Читаем Алексей Гаврилович Венецианов полностью

Самый яркий в этом смысле — очень маленький по размеру, но редкостно глубокий по духовной сути портрет старшей сестры Арсения и Платона, Веры Степановны Путятиной. О ней, о повседневном ее житье, кроме родственных связей, нам известно только одно: замуж она выйдет за Поздеева. Но созданный художником возвышенный образ и не нуждается в подкреплении какими-то значительными фактами личной биографии: черты идеала русской женщины, который лелеяло русское искусство начала XIX столетия, здесь так же ясно выражены, как и единственно неповторимый облик старшей дочери князя Путятина. С позиции расхожего понятия о красоте лицо Веры Путятиной с большим ртом, крупным носом может показаться не очень красивым. Венецианов и не пытается сгладить несовершенство внешних черт — он уже сейчас старается верно служить правде. Сквозь облик художник стремится проникнуть в мир души. За гладкой выпуклостью высокого чистого лба различимо слышно биение мысли. В глазах, кажущихся особенно огромными на узком лице, царит особая сосредоточенная мечтательность. Сложная, чистая душа, стремящаяся к идеалу, к познанию тайного смысла бытия — вот что для Венецианова главный предмет изображения. Он ищет и находит детали, прибегает к аллегорическим намекам, чтобы сделать свой замысел яснее. В руках у девушки книга, любимая, читанная не раз, с загнувшимися уголками. Большой палец заложен на странице, где она только что остановилась. Она вся во власти только что прочитанного, в творческой работе ума. За ее спиною как земной, овеществленный аналог ее трепетной души — тонкая рябина. Присевшую на камень героиню окружает стена густой зелени, вольно разросшейся не знавшей прикосновений упорядочивающих свободу ножниц садовника: жажда уединения увела девушку далеко от дома, от ухоженного сада, регулярного парка, в естественную непринужденность нетронутой природы. Здесь выразились и чувства самого Венецианова, живущего сейчас в сладостном упоении собственного первооткрытия жизни вольной земли. Зелень трав и кустарников написана пока очень общо, по приблизительному представлению. Рябина же — не первый ли это точный «портрет» дерева в русской живописи? — совсем иначе. Дав рябине важную «говорящую» роль в ткани образа картины, художник не только внимательно изучил ее взглядом; кажется, он не раз с бережностью брал ее листья в ладони, открыв с сострадательным удивлением, что за твердой глянцеватой поверхностью каждого листа скрыта мягкая, беззащитная изнанка…

Воображаясь героинейСвоих возлюбленных творцов,Кларисой, Юлией, Дельфиной,Татьяна в тишине лесовОдна с опасной книгой бродит,Она в ней ищет и находитСвой тайный жар, свои мечты…

Снова Пушкин. Мера духовных ценностей эпохи. Кроме Татьяны Лариной, которая несколькими годами позже войдет в мир русской культуры, мы не найдем для венециановской героини иной родной души ни в живописи, ни в литературе России той поры.

Глубина творчества, познания жизни, опыт жизненно-философский и просто опыт обыденной жизни — крепкие звенья одной цепи. Для Венецианова-художника одним из способов постижения жизненных законов, душевной сути будущих главных его героев — крестьян стало хозяйствование. С начала пребывания в деревне он начинает с упорством постигать азы новой для него науки, новой должности сельского хозяина.

__Задания__:
1. Перепишите без изменений часть текста о Венецианове, которая начинается со слов «Снова Пушкин. Мера» и заканчивается словами «России той поры.».
2. Продолжите текст о Венецианове, начав сразу после его последнего предложения.
Записи являются отдельным материалом и не связаны с текстом о Венецианове.

__Записи__:
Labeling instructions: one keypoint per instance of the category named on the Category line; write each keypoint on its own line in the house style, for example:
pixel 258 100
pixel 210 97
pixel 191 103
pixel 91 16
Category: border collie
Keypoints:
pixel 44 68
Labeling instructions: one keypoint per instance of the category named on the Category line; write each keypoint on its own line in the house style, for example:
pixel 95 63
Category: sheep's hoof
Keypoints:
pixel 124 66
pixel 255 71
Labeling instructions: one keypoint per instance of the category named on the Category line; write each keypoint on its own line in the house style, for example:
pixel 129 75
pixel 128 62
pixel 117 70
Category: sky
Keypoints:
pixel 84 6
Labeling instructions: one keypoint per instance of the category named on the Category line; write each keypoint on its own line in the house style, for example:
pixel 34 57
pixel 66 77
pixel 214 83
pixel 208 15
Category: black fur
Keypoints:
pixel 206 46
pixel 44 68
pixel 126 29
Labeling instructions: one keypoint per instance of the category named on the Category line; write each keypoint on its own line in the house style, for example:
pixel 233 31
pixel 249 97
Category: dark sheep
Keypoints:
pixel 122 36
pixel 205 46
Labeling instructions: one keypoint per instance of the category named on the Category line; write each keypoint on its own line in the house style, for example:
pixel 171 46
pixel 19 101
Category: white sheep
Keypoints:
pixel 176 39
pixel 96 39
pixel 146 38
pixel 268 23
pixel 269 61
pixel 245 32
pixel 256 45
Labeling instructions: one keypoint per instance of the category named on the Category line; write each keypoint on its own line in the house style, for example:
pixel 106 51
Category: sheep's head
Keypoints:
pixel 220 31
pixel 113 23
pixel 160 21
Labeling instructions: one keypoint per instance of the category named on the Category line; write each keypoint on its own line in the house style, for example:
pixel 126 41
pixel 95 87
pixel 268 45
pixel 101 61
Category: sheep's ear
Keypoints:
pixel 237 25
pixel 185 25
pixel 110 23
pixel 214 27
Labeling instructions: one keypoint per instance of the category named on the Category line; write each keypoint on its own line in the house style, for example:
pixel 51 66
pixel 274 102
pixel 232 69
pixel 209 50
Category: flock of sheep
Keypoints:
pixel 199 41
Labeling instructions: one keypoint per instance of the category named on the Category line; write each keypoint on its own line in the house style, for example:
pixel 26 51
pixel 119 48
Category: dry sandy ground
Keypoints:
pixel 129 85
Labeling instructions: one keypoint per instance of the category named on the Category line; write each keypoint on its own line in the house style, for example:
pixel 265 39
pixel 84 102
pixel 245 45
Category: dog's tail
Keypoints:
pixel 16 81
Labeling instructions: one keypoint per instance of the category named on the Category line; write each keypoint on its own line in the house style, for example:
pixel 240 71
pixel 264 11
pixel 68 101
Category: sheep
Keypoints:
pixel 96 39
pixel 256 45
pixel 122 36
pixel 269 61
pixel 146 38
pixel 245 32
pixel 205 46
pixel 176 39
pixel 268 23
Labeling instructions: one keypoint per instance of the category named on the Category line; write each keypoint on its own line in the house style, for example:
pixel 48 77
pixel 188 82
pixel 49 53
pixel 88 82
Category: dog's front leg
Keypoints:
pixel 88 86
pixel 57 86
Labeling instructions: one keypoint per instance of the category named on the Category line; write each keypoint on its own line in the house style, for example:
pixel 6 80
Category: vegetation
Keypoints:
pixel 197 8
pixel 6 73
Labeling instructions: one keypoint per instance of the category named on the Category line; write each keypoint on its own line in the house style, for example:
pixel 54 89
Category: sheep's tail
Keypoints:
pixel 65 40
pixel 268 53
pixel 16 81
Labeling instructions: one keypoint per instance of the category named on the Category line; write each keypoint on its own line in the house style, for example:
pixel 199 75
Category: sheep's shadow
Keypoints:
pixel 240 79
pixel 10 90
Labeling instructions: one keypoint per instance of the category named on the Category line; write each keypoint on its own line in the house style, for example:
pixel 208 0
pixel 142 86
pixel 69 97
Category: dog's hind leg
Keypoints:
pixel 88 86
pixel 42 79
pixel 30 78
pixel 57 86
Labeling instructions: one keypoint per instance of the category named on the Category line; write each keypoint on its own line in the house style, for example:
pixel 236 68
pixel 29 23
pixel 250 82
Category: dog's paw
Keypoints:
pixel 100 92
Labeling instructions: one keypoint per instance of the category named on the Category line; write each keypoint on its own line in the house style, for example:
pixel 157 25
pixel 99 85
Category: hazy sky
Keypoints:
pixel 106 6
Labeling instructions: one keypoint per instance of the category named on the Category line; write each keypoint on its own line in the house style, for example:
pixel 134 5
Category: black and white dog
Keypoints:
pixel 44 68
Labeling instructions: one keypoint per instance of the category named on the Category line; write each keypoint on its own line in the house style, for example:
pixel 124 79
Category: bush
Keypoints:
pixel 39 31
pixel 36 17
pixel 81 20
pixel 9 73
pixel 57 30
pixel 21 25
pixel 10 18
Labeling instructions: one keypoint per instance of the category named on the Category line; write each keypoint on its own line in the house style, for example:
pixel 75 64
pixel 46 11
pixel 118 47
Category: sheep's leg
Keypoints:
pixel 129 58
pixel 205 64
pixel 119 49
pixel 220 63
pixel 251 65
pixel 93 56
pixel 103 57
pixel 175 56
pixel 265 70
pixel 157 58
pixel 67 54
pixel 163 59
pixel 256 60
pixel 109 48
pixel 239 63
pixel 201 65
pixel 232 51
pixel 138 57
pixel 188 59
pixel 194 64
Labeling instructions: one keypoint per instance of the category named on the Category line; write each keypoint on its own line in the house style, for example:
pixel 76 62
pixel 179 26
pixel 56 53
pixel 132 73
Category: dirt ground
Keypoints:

__Ответы к заданиям__:
1.
Снова Пушкин. Мера духовных ценностей эпохи. Кроме Татьяны Лариной, которая несколькими годами позже войдет в мир русской культуры, мы не найдем для венециановской героини иной родной души ни в живописи, ни в литературе России той поры.

2.
Неотъемлемая черта душевного склада Венецианова — ответственность за всякое дело, к которому он прикоснулся, добросовестность, умение всем сердцем, с любовью отдаваться труду своему. Когда-то римляне, желая сделать высокую похвалу творению поэта или художника, говорили, что это создано «Industria mirabili» — с трудолюбием удивительным или «Incredibili industria», то есть с невероятным трудолюбием. Венецианов — поразительно, как в его маленьком, с годами все более болезненном теле хватало сил — не жалел своего труда. Коль скоро ему выпал жребий стать помещиком, он хочет быть образцовым хозяином своей земли. Он не только читает земледельческую газету, изучает крестьянское законодательство, книги об урочных работах. Убедившись на своем опыте, как скупа, скудна тверская земля, он составляет Записку о неурожаях в Тверской губернии. Ставит опыты с исследованиями почвы. Строит разные агрономические планы. Вековая заболоченность вышневолоцкого края приводит его к зачаткам мелиорации — прокладываются канавы, вода спускается в пруды, пригодные для рыборазведения, осушаются земли для выгона скота. После многолетних опытов он приходит к четырехпольному устройству запашки и достигает значительных урожаев хлеба. На свои скромные средства он покупает новоизобретенные маслобойни. Подхватывая тогдашнее новшество, заводит у себя овец-мериносов. Природная цельность его натуры неизменна: как в главнейшем деле своей жизни, искусстве, он неустанно ищет новую, неизведанную дорогу, так и в хозяйствовании он ищет новаций, ведущих к общему благу.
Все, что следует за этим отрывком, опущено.